--- Seitenauszug ---

Halbzeit. Zum Rauchen vor die Tür. Wie auf Arbeit. Arminia ist ein harter Job.
„Maaaaan, Hartherz, nee…dingens…“… „Der Kunze, eeeeey….“ Hartherz, nee…dingens macht Hartherz, nee…dingens-Sachen. Klar, Kunze hätte treffen können. Klar, Kunze hätte auf Okugawa – ohne vier Gegenspieler – abspielen können. Klar ist Sommer stark. Klar ist Kunze eher selten in dieser Spielfeldgegend und ist kein Wimmer. Aber für die Alm ist Hartherz, nee…dingens eben Hartherz, nee…dingens. Block B2: „Kann selbst Özil besser, der Hurensohn“. Natürlich hat uns Max Eberl von Herzen leidgetan. Arabi raus!
Gladbach führt im Eckballverhältnis mittlerweile mit (ungefähr) 3745:0. Daraus ist zu schließen, dass die schwarzweißblaue Defensive steht. Und dass Arminia bisher noch nicht in die Verlegenheit gekommen ist, durch erfolglose Standards aufzufallen. Immerhin gibt es seit ein paar Spielen die Kategorie „Fast!“. So wie jetzt, als Sommer sich wieder auszeichen kann. Bei einem Schuss von Hartherz, nee…dingens. De Medina. Der deutsche Nationalspieler.
„ARMINIAHAA“- „BIE-LE-FEHEEELD!“ wechselsingt die Westtribüne. Block B2 wird außen vor gelassen. Pöh. Wollt uns nicht dabei haben, was!? Pöööh. Bei einem ist sich die Alm einig: „Bello! Bello! Bello!“ heißt es, als sich der US-Import zum Warmmachen aufmacht. Solche Vorschusslorbeeren haben wir seit UlmUlmUlm nicht mehr verteilt. Schweres Erbe, Bellowuff…gut, das man in Georgia wohl nur wenig von David Ulm gehört hat.
Und Bello darf tatsächlich spielen, fällt aber kaum auf, außer dass ein Ballverlust von ihm einen ziemlich gefährlichen Gladbacher Konter einleitet und er als Anspielstation (noch) von seinen Mannschaftskameraden übersehen wird. Beides ist ihm nicht vorzuwerfen, er reiht sich damit in die Form aller Aktiven in der Schlussphase ein.

--- Datenauszüge ---

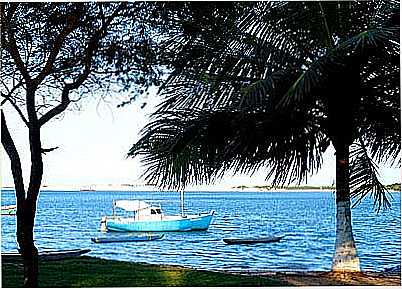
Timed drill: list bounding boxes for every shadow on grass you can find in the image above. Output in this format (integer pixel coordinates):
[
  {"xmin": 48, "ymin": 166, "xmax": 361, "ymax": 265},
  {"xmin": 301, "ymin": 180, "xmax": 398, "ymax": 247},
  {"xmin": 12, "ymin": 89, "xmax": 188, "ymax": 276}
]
[{"xmin": 2, "ymin": 257, "xmax": 287, "ymax": 288}]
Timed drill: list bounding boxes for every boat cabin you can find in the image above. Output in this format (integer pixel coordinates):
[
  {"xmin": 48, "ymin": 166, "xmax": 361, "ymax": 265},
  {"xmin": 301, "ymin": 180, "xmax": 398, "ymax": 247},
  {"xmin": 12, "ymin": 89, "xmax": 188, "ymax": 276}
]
[
  {"xmin": 134, "ymin": 207, "xmax": 163, "ymax": 221},
  {"xmin": 113, "ymin": 200, "xmax": 164, "ymax": 221}
]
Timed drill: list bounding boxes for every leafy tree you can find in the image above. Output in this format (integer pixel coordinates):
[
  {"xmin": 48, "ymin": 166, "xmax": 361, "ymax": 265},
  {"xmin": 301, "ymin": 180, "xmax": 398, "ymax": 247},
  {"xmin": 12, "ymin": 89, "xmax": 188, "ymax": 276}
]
[
  {"xmin": 129, "ymin": 1, "xmax": 401, "ymax": 271},
  {"xmin": 0, "ymin": 2, "xmax": 166, "ymax": 287}
]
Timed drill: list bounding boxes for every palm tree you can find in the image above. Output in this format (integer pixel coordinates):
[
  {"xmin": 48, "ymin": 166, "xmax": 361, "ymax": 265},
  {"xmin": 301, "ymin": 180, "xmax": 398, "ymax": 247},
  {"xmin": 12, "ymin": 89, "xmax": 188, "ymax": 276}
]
[{"xmin": 129, "ymin": 1, "xmax": 401, "ymax": 271}]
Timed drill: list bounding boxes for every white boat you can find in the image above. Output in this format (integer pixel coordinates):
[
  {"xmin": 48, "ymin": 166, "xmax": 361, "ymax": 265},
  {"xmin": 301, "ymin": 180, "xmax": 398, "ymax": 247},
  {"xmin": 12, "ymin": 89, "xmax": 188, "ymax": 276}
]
[{"xmin": 101, "ymin": 200, "xmax": 214, "ymax": 232}]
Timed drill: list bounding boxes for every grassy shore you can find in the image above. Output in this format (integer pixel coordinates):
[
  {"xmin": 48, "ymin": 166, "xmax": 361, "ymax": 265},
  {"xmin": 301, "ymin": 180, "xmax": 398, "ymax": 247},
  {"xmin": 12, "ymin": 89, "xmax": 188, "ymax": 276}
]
[
  {"xmin": 2, "ymin": 257, "xmax": 401, "ymax": 288},
  {"xmin": 2, "ymin": 257, "xmax": 287, "ymax": 288}
]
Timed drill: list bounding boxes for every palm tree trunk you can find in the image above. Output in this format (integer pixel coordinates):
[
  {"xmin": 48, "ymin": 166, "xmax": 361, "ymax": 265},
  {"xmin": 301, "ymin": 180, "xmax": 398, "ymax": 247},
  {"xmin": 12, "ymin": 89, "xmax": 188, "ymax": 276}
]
[{"xmin": 332, "ymin": 145, "xmax": 360, "ymax": 272}]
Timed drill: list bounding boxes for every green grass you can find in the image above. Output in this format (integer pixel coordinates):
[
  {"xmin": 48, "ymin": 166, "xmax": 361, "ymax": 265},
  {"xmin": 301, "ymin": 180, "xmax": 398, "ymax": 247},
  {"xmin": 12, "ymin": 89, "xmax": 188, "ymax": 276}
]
[{"xmin": 2, "ymin": 257, "xmax": 287, "ymax": 288}]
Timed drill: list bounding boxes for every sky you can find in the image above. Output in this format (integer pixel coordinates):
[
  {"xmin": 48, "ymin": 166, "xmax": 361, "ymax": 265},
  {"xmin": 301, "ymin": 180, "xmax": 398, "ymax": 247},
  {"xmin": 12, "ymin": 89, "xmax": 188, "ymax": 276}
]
[{"xmin": 1, "ymin": 90, "xmax": 401, "ymax": 190}]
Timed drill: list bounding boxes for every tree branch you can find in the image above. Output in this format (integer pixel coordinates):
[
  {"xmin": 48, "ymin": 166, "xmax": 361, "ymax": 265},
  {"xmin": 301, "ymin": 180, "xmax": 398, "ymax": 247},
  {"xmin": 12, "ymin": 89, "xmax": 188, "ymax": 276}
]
[
  {"xmin": 1, "ymin": 110, "xmax": 25, "ymax": 204},
  {"xmin": 39, "ymin": 2, "xmax": 126, "ymax": 126},
  {"xmin": 1, "ymin": 93, "xmax": 29, "ymax": 127},
  {"xmin": 1, "ymin": 5, "xmax": 31, "ymax": 83},
  {"xmin": 42, "ymin": 147, "xmax": 59, "ymax": 155},
  {"xmin": 33, "ymin": 11, "xmax": 79, "ymax": 84}
]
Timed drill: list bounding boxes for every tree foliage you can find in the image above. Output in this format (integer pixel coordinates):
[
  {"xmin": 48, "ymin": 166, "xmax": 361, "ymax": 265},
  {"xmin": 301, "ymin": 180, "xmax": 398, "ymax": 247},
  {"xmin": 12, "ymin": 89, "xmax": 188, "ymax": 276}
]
[{"xmin": 129, "ymin": 1, "xmax": 400, "ymax": 207}]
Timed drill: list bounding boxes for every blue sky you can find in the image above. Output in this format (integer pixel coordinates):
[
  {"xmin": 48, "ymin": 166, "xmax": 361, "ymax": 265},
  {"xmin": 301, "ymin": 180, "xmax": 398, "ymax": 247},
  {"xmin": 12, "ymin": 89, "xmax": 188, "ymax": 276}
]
[{"xmin": 1, "ymin": 91, "xmax": 401, "ymax": 188}]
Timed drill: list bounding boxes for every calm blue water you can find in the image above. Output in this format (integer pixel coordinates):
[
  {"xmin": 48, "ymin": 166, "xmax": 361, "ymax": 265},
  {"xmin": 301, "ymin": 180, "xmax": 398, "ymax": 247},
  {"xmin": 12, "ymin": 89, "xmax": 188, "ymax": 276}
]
[{"xmin": 1, "ymin": 191, "xmax": 401, "ymax": 271}]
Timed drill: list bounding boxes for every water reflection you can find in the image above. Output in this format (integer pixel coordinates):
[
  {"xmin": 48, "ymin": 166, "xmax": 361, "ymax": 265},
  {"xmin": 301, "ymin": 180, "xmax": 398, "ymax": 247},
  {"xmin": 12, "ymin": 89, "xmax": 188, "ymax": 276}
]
[{"xmin": 1, "ymin": 191, "xmax": 401, "ymax": 271}]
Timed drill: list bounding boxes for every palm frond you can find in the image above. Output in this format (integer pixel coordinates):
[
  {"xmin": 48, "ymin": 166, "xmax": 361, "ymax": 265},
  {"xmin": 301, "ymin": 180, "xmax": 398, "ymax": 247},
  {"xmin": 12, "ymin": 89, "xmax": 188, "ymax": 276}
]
[
  {"xmin": 350, "ymin": 139, "xmax": 392, "ymax": 212},
  {"xmin": 128, "ymin": 107, "xmax": 329, "ymax": 188}
]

--- Aufgabe 1 ---
Gib aus dem Text über das Spiel Arminia gegen Gladbach alles von „Und Bello darf“ bis hinunter zu „der Schlussphase ein.“ wortgetreu wieder.
--- Aufgabe 2 ---
Führe den Text über das Spiel Arminia gegen Gladbach nach seinem letzten Satz fort.

--- Ergebnis 1 ---
Und Bello darf tatsächlich spielen, fällt aber kaum auf, außer dass ein Ballverlust von ihm einen ziemlich gefährlichen Gladbacher Konter einleitet und er als Anspielstation (noch) von seinen Mannschaftskameraden übersehen wird. Beides ist ihm nicht vorzuwerfen, er reiht sich damit in die Form aller Aktiven in der Schlussphase ein.

--- Ergebnis 2 ---
Gladbach ist flinker im Mittelfeld unterwegs, spielt aber nicht konzentriert zu Ende. Puh! Arminia versucht den klassischen langen Hafer – Tego auf Klos -, spielt aber nicht konzentriert zu Ende.
Am Ende verliert noch SchiRi …Hartherz, nee…dingens…noch die Linie und sorgt für unnötige Hektik auf dem Rasen. Wehe, Tego, wenn Du den Abstoß ausführst, solange ein Ball auf Deinem Tornetz liegt. Wehe, Wimmer, wenn Du zu früh in einen Freistoß hineinhüpfst, da sperre ich Dich doch glatt mal für Hoffenheim. Ähnlich wie der Kollege beim Köln-Spiel pfeift er ab, während er sich eine Verletzungsunterbrechung anguckt. Ach ja. Endergebnis Arminia gegen Gladbach 1:1.
Und? Sind wir damit zufrieden? Nicht so? Auf dem Weg von Block B2 zum Siggi ist ein sehr breites Meinungsbild rundumzubeobachten. „Sie hatten doch Chancen.“ – „ Hartherz, nee…dingens muss den machen!“ – „Gladbach war stark, da haben wir echt Glück gehabt“. Nun, dass heute Sommer und nicht Tego der Fänger-Held ist, spricht gleichermaßen für unsere Offensive und unsere Defensive. Dass Angriffe wie zum 1:0 im Netz und nicht wie noch vor zwei Monaten im Seitenaus landen spricht für Arminias spielerische Entwicklung.
Wenn die Fohlen ihre Angriffe besser ausspielen, hauen sie den Blauen drei rein. Wenn die Blauen mit der Nervenmonster-Motivation vom Frankfurt-Spiel ins Match gehen, hauen sie den Fohlen drei rein. Also endet es verlaufsgerecht 1:1. Vielleicht hat Sommer in der 65.Minute einen entscheidenden Schlüsselmoment verhindert. Ein Tor von Hartherz, nee…dingens…de Medina nach einem Standrad- das wäre es gewesen, oder?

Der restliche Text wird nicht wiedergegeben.